Rewrite the listing below with "keypoint" changed to "marker point" wherever it appears and every other word left untouched. Don't include the pictures.

**GIVEN DATA:**
---

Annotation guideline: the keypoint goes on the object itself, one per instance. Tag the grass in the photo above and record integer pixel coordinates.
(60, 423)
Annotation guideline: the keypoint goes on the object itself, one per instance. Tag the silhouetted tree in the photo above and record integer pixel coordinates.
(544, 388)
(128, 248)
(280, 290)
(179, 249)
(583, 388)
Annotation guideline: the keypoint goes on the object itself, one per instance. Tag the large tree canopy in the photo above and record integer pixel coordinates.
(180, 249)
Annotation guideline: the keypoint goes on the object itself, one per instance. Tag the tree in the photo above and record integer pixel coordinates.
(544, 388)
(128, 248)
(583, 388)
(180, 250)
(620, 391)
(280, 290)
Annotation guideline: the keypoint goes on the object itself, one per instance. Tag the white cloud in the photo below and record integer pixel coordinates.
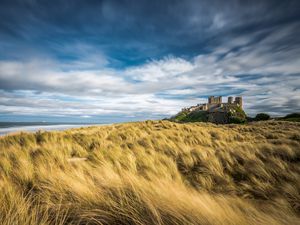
(266, 76)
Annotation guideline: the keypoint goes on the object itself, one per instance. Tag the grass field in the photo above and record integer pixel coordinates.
(153, 172)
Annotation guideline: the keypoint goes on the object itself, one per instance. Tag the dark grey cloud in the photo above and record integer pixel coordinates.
(131, 58)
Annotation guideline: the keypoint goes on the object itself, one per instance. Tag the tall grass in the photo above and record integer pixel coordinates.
(153, 172)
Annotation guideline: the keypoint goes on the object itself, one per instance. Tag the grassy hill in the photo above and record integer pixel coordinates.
(235, 115)
(153, 172)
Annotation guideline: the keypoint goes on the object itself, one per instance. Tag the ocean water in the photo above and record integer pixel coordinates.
(10, 127)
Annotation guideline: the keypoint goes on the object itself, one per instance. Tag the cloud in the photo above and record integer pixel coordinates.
(146, 59)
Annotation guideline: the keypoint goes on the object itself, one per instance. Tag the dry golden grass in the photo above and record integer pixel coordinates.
(153, 172)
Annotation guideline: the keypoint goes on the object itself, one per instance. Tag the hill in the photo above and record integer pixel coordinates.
(233, 114)
(153, 172)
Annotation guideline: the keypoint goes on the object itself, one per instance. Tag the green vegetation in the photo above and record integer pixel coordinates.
(195, 116)
(153, 172)
(234, 115)
(294, 117)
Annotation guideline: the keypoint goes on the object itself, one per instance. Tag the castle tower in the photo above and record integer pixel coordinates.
(211, 100)
(239, 101)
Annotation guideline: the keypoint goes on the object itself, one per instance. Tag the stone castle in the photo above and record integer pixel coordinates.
(215, 104)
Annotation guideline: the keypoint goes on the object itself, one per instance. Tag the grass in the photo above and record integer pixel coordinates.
(153, 172)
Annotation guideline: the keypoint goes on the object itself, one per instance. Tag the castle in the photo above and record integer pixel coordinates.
(215, 104)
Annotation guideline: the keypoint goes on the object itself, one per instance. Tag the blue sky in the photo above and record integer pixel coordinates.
(113, 61)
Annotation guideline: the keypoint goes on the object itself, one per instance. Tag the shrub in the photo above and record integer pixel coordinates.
(262, 116)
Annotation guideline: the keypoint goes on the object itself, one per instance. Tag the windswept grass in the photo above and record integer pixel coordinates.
(153, 172)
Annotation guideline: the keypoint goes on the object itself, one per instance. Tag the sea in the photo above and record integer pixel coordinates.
(14, 127)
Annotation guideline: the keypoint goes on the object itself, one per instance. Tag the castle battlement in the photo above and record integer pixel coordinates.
(215, 104)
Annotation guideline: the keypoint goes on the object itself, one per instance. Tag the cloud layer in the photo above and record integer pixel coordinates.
(116, 59)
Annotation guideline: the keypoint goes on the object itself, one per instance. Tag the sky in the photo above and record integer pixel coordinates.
(124, 60)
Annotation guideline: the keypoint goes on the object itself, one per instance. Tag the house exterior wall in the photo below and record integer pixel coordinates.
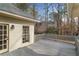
(15, 35)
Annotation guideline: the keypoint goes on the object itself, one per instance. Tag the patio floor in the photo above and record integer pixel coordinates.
(44, 48)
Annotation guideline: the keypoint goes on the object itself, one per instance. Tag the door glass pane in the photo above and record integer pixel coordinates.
(0, 38)
(5, 46)
(5, 27)
(0, 47)
(5, 32)
(5, 41)
(0, 42)
(0, 27)
(25, 34)
(0, 32)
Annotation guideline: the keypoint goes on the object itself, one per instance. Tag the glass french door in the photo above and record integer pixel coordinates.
(3, 38)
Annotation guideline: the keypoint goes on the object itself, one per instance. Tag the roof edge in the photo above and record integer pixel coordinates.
(19, 16)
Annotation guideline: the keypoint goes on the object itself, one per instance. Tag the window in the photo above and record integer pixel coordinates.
(25, 37)
(3, 36)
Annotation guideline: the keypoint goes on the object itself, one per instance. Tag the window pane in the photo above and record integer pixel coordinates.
(0, 27)
(5, 46)
(5, 32)
(0, 32)
(0, 47)
(0, 37)
(0, 42)
(25, 34)
(5, 41)
(5, 27)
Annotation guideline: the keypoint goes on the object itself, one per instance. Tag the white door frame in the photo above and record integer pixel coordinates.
(5, 38)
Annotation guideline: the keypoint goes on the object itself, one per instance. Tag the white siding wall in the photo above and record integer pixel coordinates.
(15, 35)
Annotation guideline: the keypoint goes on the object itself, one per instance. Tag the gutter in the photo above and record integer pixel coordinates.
(18, 16)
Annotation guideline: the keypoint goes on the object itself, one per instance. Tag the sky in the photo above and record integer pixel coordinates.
(40, 8)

---

**EXPECTED ANSWER:**
Annotation guideline: the marker point goes on the object itself, one per instance. Tag the grass in the photo above and record integer pixel coordinates.
(60, 423)
Annotation guideline: the marker point goes on the object itself, one per instance. Tag the silhouetted tree in the photo above and record integer pixel coordinates.
(544, 388)
(128, 248)
(280, 290)
(179, 249)
(583, 388)
Annotation guideline: the marker point goes on the object itself, one per instance. Tag the large tree canopy in the photo above and record integer pixel coordinates.
(180, 249)
Annotation guideline: the marker point goes on the object itself, one per instance. Tag the tree in the photo above and record integer pixel coordinates.
(544, 388)
(128, 248)
(583, 388)
(180, 250)
(620, 391)
(280, 290)
Annotation guideline: the marker point goes on the object itself, one per instance. Tag the white cloud in the photo below and record integer pixel coordinates.
(266, 76)
Annotation guideline: the marker point goes on the object itself, one per instance. Tag the grass field in the photo above and record integer pixel coordinates.
(153, 172)
Annotation guideline: the marker point goes on the object itself, one per instance. Tag the dark grey cloud in the photo above and record integer pixel coordinates.
(131, 58)
Annotation guideline: the marker point goes on the object itself, one per instance. Tag the tall grass in the photo above and record integer pixel coordinates.
(153, 172)
Annotation guideline: the marker point goes on the object itself, one per instance. Tag the grassy hill in the photo above and record integer pixel coordinates.
(235, 115)
(153, 172)
Annotation guideline: the marker point goes on the object itself, one per instance. Tag the ocean water in the photo above and record integer pixel coordinates.
(10, 127)
Annotation guideline: the marker point goes on the object itself, one per instance. Tag the cloud in the photo above and record integer pixel coordinates.
(146, 59)
Annotation guideline: the marker point goes on the object itself, one per instance. Tag the dry golden grass in the photo above and record integer pixel coordinates.
(153, 172)
Annotation guideline: the marker point goes on the object itself, one per instance. Tag the hill in the photo above and record integer pixel coordinates.
(233, 114)
(153, 172)
Annotation guideline: the marker point goes on the object itself, one per instance. Tag the green vegetation in the photo above and record integer pixel coordinates.
(195, 116)
(153, 172)
(234, 115)
(294, 117)
Annotation guideline: the marker point goes on the object itself, one per instance. Tag the castle tower in the photo above and record integer pixel coordinates.
(211, 100)
(239, 101)
Annotation guideline: the marker point goes on the object itself, one per instance. Tag the stone castle in the photo above and record integer pixel coordinates.
(215, 104)
Annotation guideline: the marker point goes on the object itself, one per instance. Tag the grass in the photo above and record integer pixel coordinates.
(153, 172)
Annotation guideline: the marker point goes on the object itself, one per instance. Tag the castle in the photo above and record integer pixel coordinates.
(215, 104)
Annotation guideline: the marker point goes on the object itself, one per instance. Tag the blue sky in the photo above and record integer pixel coordinates.
(113, 61)
Annotation guideline: the marker point goes on the object itself, one per instance. Tag the shrub in the photo above and record integer pixel coordinates.
(262, 116)
Annotation guideline: the marker point goes on the object itself, one per instance. Tag the windswept grass in the photo above and record integer pixel coordinates.
(153, 172)
Annotation guideline: the marker point goes on the object itself, one per instance. Tag the sea in the photo above and record integer pixel coordinates.
(14, 127)
Annotation guideline: the marker point goes on the object itself, one per instance. Tag the castle battlement in the photo above and record integer pixel coordinates.
(215, 104)
Annotation guideline: the marker point goes on the object itself, one per instance. Tag the cloud layer in the photo above and record integer pixel coordinates.
(116, 59)
Annotation guideline: the marker point goes on the object itself, one per instance. Tag the sky in the photo above and record integer pixel coordinates.
(124, 60)
Annotation guideline: the marker point goes on the object itself, one per instance. Tag the house exterior wall in the photo below and record integer pixel coordinates.
(15, 35)
Annotation guideline: the marker point goes on the object itself, one per instance. Tag the patio floor in the photo above and record integer pixel coordinates.
(44, 48)
Annotation guideline: the marker point goes on the object itself, one per instance. Tag the door glass pane in the photo above and record integer pixel coordinates.
(0, 38)
(5, 46)
(5, 27)
(0, 47)
(5, 32)
(5, 41)
(0, 42)
(0, 27)
(25, 34)
(0, 32)
Annotation guideline: the marker point goes on the object itself, one per instance. Tag the glass french door in the photo above and record integer pixel coordinates.
(3, 38)
Annotation guideline: the marker point goes on the object itself, one per instance. Tag the roof edge in the photo above and record integer pixel coordinates.
(19, 16)
Annotation guideline: the marker point goes on the object itself, one per instance. Tag the window in the photo above and record integer pixel coordinates.
(25, 37)
(3, 36)
Annotation guideline: the marker point goes on the object itself, one per instance. Tag the window pane in the photo above and record integer pixel coordinates.
(0, 27)
(5, 46)
(5, 32)
(0, 32)
(0, 47)
(0, 37)
(0, 42)
(25, 34)
(5, 41)
(5, 27)
Annotation guideline: the marker point goes on the object itself, one per instance. Tag the white door frame in the photo above and record integer pixel coordinates.
(5, 38)
Annotation guideline: the marker point goes on the object itself, one per instance. Tag the white siding wall in the photo above and record integer pixel coordinates.
(15, 35)
Annotation guideline: the marker point goes on the object itself, one per instance. Tag the gutter in the photo above and record integer pixel coordinates.
(18, 16)
Annotation guideline: the marker point goes on the object itself, one per instance. Tag the sky in the photo above and record integer pixel coordinates.
(40, 8)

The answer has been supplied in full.